**What you have to do:** Show every line of the data that includes the word "Expected".

------ Raw data

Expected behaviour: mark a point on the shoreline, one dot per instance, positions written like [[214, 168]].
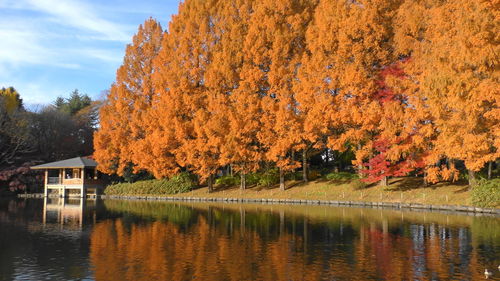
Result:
[[384, 205]]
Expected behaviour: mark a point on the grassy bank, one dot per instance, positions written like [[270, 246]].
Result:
[[404, 190]]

------------

**Result below:**
Expected behaviour: mark a point on the shoreline, one dot per instance, positions written like [[214, 168]].
Expected behaviour: mark a point on the grassy bank, one dot per instance, positions written like [[270, 246]].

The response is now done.